Un'altra forma familiare che, con l'aumento delle separazioni e dei divorzi, è sempre più diffusa è quella formata da un solo genitore con uno o più figli. Per lo più, l'unico genitore è donna, sia perché all'atto della separazione il giudice in genere affida i figli alla madre sia perché i mariti tendono a risposarsi più di frequente delle mogli dopo una separazione o un divorzio. Questo spiega perché le famiglie monogenitore sono di regola più fragili e maggiormente esposte al rischio di vivere in condizioni di povertà o disagio economico.
Ci sono poi le cosiddette famiglie ricostituite, che di regola sono formate da due persone che hanno avuto, entrambe o una sola delle due, una precedente esperienza matrimoniale finita con una separazione o un divorzio, e che ora portano nella loro nuova casa anche i rispettivi figli. Le cose cambiano, almeno dal punto di vista legale ‒ visto che la legge quasi mai tratta nello stesso modo le coppie sposate e quelle di fatto ‒ se i due membri della famiglia ricostituita si sono risposati (civilmente) oppure no.

§ Elenco dei record
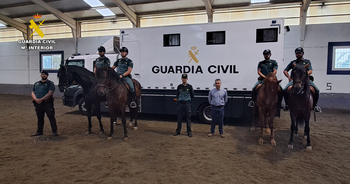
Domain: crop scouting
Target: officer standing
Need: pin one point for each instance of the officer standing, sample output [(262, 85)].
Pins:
[(42, 96), (217, 98), (102, 60), (264, 68), (184, 95), (124, 68)]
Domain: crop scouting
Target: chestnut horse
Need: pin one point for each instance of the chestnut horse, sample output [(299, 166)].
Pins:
[(267, 100), (116, 91)]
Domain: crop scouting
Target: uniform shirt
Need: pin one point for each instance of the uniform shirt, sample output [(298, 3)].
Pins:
[(42, 88), (102, 61), (267, 67), (184, 93), (123, 65), (217, 97), (302, 62)]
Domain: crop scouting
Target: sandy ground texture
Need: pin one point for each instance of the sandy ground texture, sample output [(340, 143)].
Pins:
[(153, 155)]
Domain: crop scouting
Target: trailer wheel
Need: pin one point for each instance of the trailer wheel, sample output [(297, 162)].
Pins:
[(83, 109), (204, 113)]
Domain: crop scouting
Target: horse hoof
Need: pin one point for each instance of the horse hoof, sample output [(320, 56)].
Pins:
[(252, 128), (273, 142)]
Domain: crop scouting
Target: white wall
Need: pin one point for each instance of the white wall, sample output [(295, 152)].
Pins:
[(316, 50), (22, 67)]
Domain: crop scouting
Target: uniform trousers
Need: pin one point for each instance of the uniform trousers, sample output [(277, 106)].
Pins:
[(183, 109), (41, 109)]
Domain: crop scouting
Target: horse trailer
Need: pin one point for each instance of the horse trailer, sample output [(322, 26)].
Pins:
[(228, 51)]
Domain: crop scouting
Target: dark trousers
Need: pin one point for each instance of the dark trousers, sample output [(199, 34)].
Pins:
[(183, 109), (41, 109), (217, 117)]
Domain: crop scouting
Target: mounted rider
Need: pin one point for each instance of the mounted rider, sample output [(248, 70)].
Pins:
[(124, 67), (102, 60), (299, 53), (264, 68)]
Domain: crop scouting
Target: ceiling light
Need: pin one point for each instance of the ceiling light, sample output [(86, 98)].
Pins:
[(259, 1), (105, 12), (94, 3)]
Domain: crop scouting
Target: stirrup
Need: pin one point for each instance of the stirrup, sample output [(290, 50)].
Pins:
[(133, 105), (317, 108), (251, 103)]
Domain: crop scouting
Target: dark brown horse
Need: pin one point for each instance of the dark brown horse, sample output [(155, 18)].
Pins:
[(300, 103), (116, 91), (267, 100), (86, 79)]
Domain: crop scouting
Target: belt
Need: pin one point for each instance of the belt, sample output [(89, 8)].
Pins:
[(217, 106), (184, 102)]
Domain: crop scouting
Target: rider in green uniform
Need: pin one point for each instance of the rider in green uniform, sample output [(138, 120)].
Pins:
[(264, 68), (102, 60), (299, 53), (124, 67)]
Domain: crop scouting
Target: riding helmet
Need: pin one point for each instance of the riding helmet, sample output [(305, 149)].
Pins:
[(124, 49), (266, 51), (299, 50), (101, 49)]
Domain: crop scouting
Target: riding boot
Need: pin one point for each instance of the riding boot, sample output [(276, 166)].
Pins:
[(133, 103), (252, 102), (279, 103), (315, 106), (286, 97)]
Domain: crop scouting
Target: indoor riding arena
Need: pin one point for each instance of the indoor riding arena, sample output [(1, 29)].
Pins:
[(190, 58)]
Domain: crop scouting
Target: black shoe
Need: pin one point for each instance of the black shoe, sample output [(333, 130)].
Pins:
[(317, 108), (37, 134), (280, 106), (251, 103), (133, 104)]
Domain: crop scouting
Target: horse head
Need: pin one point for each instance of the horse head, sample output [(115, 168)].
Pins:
[(64, 78), (299, 76)]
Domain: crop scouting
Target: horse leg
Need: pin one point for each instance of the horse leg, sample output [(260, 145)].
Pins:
[(292, 129), (98, 115), (307, 131), (131, 115), (124, 124), (88, 107), (262, 122), (273, 142), (112, 118), (135, 115)]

§ Le tue istruzioni
Nel testo fornito, quali sono i due motivi per cui nelle famiglie monogenitore l'unico genitore è per lo più la donna?

§ Spazio risposta
Alla separazione il giudice in genere affida i figli alla madre, e dopo una separazione o un divorzio i mariti tendono a risposarsi più spesso delle mogli.